▶ **Extrait de l'article**:
« Il faut discuter des raisons pour lesquelles la femme noire est la principale victime de viol au Brésil »

 | Par Marina Novaes

Source : EL PAÍS - 23 juillet 2016
Traduction :​ Mathilde Moaty
Relecture : Hélène Breant

Djamila Ribeiro, titulaire d’un master de philosophie politique, militante féministe et secrétaire adjointe aux Droits de l’Homme de São Paulo./ RICARDO MATSUKAWA


Pour EL PAIS, la chercheuse parle de l’importance de combattre de front le sexisme et le racisme.Titulaire d’un Master en philosophie politique, elle est l’une des principales références du mouvement féministe noir.

São Paulo, le 23 juillet 2016

Le viol collectif d’une jeune fille de 16 ans à Rio de Janeiro [1] a suscité une intense polémique sur la culture du viol, qui s’est ajoutée à une série de manifestations à travers tout le pays contre le machisme - mais aussi contre le racisme.

La raison est claire : la violence contre les femmes noires s’est accrue. Bien que d’aucuns tentent de discréditer le débat (en le taxant de jérémiades féministes), les données de la Carte de la Violence de 2015 confirment le problème bien au-delà de cet épisode (la victime était jeune, noire et pauvre). Pour Djamila Ribeiro, 35 ans, actuellement l’une des militantes du mouvement féministe noir les plus reconnues, le seul moyen de créer des politiques efficaces dans la lutte contre les violences liées au genre est de déconstruire le mythe dominant selon lequel le Brésil serait un pays harmonieux, exempt de tout racisme.
Djamila est chercheuse et professeure de philosophie politique à l’Université Fédérale de São Paulo (Unifesp), blogueuse, mère d’une fille de 11 ans, et est également secrétaire adjointe aux Droits de l’Homme à São Paulo depuis deux mois. Dans cette interview à EL PAÍS, elle parle des différentes luttes au sein du mouvement féministe et du racisme enraciné dans notre culture.

Question. Le viol collectif qui a eu lieu à Rio en mai dernier a provoqué une très forte réaction des femmes de notre pays. Cela a également soulevé un débat sur les questions du racisme et de la culture du viol. En quoi ces deux problèmes sont-ils liés ?

▶ **Documents sources**:
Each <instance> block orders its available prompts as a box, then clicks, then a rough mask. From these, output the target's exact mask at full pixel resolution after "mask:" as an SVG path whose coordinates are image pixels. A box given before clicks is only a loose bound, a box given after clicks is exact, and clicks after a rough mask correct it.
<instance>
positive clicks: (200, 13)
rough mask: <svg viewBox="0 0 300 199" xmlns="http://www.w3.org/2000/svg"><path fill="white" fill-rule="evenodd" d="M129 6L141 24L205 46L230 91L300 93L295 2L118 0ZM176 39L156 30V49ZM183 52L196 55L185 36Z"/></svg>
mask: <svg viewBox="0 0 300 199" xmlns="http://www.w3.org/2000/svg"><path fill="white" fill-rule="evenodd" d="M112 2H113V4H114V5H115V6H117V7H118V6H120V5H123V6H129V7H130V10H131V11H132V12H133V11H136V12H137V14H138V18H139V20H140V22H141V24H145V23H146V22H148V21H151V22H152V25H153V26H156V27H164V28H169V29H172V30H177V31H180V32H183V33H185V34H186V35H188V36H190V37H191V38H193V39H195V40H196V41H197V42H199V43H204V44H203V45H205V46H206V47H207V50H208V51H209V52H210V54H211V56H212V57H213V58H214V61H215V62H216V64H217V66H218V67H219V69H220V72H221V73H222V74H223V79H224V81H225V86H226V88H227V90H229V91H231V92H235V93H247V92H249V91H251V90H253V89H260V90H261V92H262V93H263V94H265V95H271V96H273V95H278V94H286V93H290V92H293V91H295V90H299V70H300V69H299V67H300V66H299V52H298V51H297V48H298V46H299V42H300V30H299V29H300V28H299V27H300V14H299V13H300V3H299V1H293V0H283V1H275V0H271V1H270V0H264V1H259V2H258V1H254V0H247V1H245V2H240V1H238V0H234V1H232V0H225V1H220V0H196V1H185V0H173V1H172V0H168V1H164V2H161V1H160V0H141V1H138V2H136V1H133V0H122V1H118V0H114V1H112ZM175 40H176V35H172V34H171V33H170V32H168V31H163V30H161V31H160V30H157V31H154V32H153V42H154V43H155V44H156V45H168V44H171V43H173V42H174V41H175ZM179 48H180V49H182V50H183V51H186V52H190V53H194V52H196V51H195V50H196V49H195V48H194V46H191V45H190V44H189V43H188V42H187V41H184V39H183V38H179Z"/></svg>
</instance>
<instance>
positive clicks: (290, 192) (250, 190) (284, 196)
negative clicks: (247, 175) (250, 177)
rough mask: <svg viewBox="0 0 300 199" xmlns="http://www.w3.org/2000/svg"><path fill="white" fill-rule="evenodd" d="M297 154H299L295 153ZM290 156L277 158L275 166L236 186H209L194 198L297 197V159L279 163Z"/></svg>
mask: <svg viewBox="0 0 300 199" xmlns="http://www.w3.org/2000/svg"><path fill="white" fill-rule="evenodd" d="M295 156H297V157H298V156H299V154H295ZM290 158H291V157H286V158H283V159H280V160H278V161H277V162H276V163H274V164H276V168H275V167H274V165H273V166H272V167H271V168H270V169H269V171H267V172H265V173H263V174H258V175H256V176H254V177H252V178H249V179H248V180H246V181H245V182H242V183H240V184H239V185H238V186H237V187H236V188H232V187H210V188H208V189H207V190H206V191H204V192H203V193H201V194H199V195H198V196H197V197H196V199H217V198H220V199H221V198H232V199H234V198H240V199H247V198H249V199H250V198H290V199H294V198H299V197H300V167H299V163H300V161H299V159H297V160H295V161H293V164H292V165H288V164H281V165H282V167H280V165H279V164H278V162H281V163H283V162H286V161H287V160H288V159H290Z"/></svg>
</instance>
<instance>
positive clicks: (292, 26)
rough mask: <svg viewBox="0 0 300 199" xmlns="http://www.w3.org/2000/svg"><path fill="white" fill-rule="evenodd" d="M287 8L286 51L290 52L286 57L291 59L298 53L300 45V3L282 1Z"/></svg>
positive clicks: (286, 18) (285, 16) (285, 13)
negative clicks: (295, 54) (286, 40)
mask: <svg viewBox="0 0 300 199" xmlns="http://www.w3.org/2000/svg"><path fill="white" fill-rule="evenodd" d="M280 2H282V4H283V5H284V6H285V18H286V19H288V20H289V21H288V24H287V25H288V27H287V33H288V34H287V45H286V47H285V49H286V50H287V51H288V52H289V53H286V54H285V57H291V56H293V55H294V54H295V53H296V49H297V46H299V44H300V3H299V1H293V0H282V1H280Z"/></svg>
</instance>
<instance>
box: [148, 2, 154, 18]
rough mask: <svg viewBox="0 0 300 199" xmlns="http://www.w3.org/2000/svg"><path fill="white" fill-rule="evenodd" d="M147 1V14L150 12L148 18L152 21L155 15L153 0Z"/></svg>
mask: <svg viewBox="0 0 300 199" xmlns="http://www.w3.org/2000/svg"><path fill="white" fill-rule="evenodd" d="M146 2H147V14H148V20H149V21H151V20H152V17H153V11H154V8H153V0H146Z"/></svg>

--

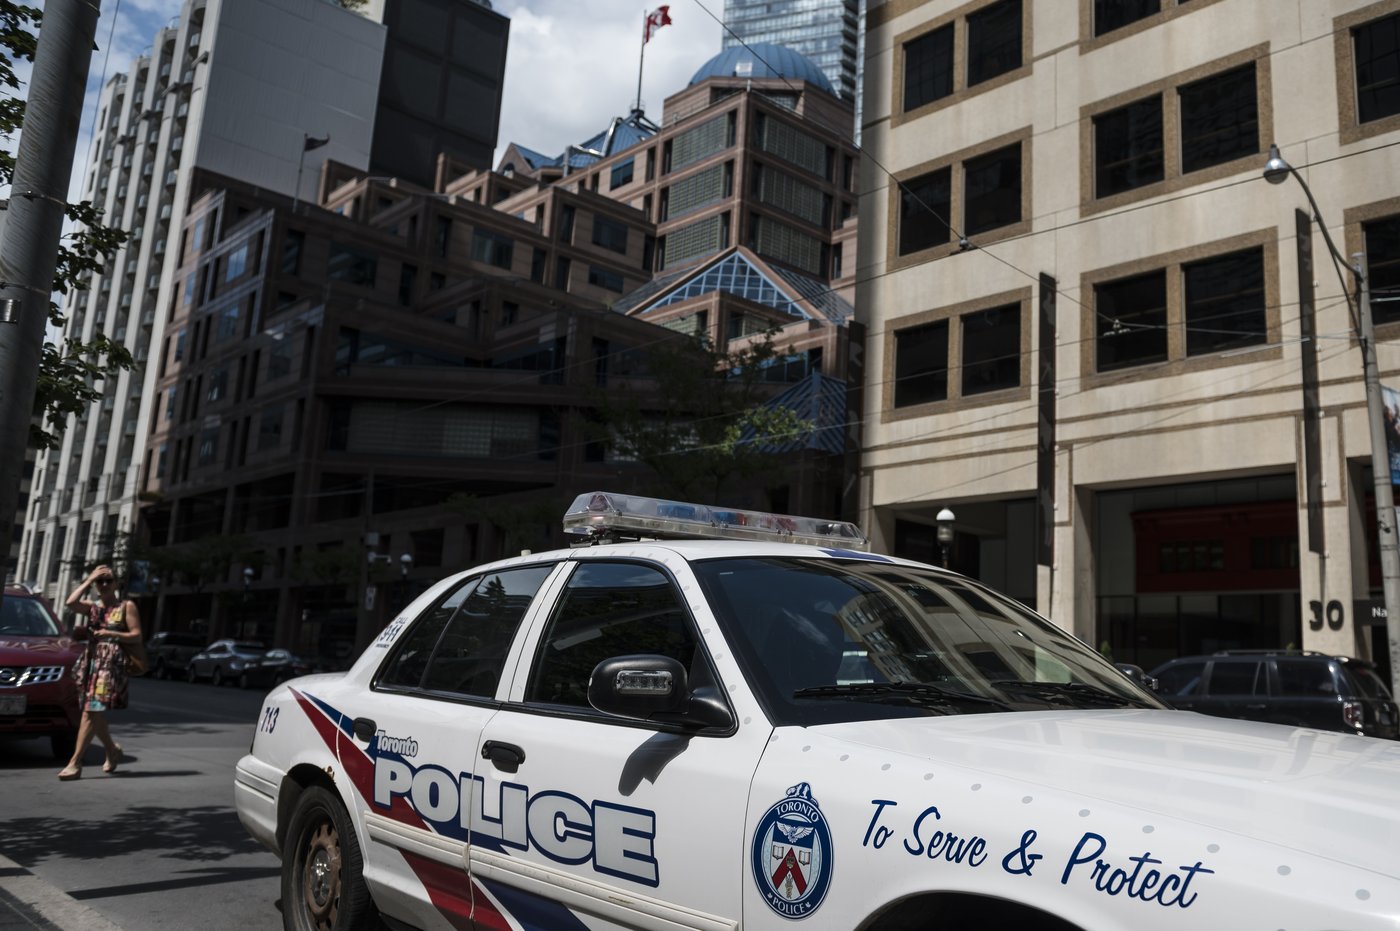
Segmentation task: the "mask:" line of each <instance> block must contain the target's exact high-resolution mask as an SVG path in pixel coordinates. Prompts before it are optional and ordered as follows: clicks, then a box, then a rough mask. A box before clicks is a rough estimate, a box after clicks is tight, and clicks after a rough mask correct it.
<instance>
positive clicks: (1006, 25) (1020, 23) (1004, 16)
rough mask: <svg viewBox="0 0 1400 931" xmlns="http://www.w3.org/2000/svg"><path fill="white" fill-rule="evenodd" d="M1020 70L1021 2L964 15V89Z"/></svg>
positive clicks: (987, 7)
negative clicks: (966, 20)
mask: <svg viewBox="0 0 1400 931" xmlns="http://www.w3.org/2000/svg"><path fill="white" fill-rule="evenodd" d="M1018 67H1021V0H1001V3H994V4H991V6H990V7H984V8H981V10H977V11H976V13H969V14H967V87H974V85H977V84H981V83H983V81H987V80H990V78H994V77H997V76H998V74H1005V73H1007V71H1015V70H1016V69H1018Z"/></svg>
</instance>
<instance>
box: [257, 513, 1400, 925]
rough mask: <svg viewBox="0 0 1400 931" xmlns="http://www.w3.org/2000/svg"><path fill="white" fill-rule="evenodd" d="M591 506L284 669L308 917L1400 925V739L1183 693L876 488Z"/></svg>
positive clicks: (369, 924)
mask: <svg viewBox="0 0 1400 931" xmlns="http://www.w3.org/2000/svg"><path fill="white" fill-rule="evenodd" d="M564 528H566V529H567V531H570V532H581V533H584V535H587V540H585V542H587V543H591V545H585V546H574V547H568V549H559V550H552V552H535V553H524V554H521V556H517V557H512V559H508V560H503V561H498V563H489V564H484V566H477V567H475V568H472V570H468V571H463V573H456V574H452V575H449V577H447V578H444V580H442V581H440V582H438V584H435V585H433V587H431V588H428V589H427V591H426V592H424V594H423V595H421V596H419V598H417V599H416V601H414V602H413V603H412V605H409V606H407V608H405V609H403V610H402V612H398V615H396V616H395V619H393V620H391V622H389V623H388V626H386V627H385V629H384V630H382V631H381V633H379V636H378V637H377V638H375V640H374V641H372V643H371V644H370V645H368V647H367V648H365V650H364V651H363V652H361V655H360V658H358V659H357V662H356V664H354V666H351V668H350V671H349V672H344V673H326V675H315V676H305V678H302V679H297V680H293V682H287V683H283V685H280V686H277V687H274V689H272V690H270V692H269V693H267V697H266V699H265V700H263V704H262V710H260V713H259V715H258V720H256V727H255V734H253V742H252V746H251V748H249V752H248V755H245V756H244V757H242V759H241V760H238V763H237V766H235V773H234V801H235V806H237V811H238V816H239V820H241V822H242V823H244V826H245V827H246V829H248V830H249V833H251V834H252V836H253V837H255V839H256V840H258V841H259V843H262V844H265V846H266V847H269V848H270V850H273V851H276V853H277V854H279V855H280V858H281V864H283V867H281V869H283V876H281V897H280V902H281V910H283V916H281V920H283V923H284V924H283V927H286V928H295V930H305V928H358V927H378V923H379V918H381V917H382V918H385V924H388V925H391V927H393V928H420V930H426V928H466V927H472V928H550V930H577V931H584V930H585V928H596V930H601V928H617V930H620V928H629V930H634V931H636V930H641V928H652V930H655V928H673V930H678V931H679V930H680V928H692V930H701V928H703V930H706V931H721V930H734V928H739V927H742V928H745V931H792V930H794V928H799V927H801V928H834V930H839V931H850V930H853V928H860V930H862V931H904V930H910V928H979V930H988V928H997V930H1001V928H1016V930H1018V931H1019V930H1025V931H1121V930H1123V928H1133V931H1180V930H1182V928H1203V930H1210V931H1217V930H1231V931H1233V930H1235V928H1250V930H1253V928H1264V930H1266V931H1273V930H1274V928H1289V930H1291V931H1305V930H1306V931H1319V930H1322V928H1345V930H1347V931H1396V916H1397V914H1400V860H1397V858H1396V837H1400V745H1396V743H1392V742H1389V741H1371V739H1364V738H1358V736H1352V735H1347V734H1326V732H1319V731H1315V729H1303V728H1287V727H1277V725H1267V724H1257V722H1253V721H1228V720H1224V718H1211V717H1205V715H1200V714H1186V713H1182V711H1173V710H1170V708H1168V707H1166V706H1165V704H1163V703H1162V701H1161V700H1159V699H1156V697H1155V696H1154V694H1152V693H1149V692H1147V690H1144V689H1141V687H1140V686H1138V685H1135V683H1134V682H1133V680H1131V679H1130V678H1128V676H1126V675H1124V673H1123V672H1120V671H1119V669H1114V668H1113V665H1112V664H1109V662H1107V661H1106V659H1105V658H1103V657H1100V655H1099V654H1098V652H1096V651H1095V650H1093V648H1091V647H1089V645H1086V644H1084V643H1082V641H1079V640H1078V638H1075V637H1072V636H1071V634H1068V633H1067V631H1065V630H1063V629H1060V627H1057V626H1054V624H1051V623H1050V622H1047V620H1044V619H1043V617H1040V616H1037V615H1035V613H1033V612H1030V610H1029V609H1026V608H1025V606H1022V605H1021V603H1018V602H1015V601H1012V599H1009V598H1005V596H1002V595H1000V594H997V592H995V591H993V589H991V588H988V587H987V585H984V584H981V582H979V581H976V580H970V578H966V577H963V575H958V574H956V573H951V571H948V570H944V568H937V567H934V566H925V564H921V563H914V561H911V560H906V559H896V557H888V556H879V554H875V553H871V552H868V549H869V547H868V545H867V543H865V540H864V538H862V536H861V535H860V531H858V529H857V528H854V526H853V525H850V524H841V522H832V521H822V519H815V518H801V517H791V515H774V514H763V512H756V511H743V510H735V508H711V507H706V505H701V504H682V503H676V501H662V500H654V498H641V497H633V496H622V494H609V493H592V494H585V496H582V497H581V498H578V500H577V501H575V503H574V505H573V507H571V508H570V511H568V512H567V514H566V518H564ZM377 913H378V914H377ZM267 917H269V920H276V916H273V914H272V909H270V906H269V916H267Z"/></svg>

▶ **Problèmes à résoudre**:
- A) Présentez sous forme de liste le paragraphe de l'article qui commence par « Djamila est chercheuse et professeure », en conservant ses informations principales.
- B) Rédigez la suite de l'article sur le racisme et la culture du viol au Brésil, en reprenant juste après sa dernière phrase.
Les lignes n'ont aucun rapport avec l'article.

▶ **Liste des réponses**:
- A)
- Chercheuse et professeure de philosophie politique à l'Université Fédérale de São Paulo (Unifesp)
- Blogueuse
- Mère d'une fille de 11 ans
- Secrétaire adjointe aux Droits de l'Homme à São Paulo depuis deux mois
- Dans cette interview à EL PAÍS, elle aborde les différentes luttes au sein du mouvement féministe et le racisme enraciné dans la culture.

- B)
Réponse. Avec l’acte brutal de Rio, la culture du viol est apparue au grand jour. Mais on a aussi vu clairement que la majeure partie de la société a vu cela comme un phénomène unique, quelque chose de ponctuel. La discussion menée par le mouvement féministe est importante pour montrer que cela fait au contraire partie d’une culture qui émane du machisme. En ce qui concerne la question raciale, il nous faut parler de la raison pour laquelle ce sont les femmes noires qui souffrent le plus de ce type de violence. Une enquête de l’UNICEF, Violence Sexuelle, montre que les femmes noires sont les plus touchées. Il ne s’agit donc pas d’un phénomène ponctuel. Il est enchâssé dans une structure. Si nous prenons le contexte historique du Brésil, nous avons un pays qui a vécu plus de 300 années d’esclavage, donc un héritage de domination esclavagiste. Au temps de l’esclavage, les femmes noires étaient systématiquement violées par les maîtres. Quand nous parlons de la culture du viol, nous devons faire ce lien direct entre la culture du viol et la colonisation. Tout est lié, pour ce groupe qui cumule une double oppression : en plus du sexisme, le racisme. Toutes les femmes sont bien sûr vulnérables et exposées à cette violence sexuelle. Mais lorsqu’il s’agit de femmes noires, il faut ajouter la composante supplémentaire du racisme. Se pose en outre la question de l’ultra-érotisation de la femme noire dont on fait un objet sexuel, une chair offerte... Ces femmes sont tellement déshumanisées que la violence qu’elles subissent en viendrait presque à se justifier. Si je me bats contre le machisme, mais que j’ignore le racisme, j’alimente la même structure.

Q. Peut-on dire qu’il y a une ligne de faille dans le dialogue au sein du mouvement féministe ?

R. Chez les féministes, les femmes noires tentent de provoquer une discussion depuis les années 70, car les femmes blanches ont en quelque sorte fini par faire de la femme une catégorie universelle, sans se rendre compte qu’il existe de nombreuses façons d’être femme : la femme noire, la femme blanche, la femme indigène, la femme lesbienne, la femme pauvre… Si nous ne réfléchissons pas ensemble à ces différences, nous excluons de la discussion un grand groupe de femmes. Le mouvement féministe a été pendant longtemps un mouvement de femmes blanches de la classe moyenne, réagissant à une oppression dont elles étaient les seules victimes, et ne prenant pas en compte les oppressions dont souffraient d’autres femmes encore plus vulnérables. Faute de comprendre ces différences, les femmes qui jouissent d’un quelconque privilège continuent la plupart du temps d’en jouer, en reproduisant l’oppression sur les plus vulnérables. C’est ce débat que porte le mouvement féministe noir. Nous aussi voulons être représentées. Nous ne pouvons pas penser uniquement à ce qui nous atteint, sinon nous allons perpétuer le pouvoir que nous voulons justement combattre. Ainsi, il faut que les femmes plus privilégiées s’ouvrent au débat, sans voir cela comme un affront ou une querelle.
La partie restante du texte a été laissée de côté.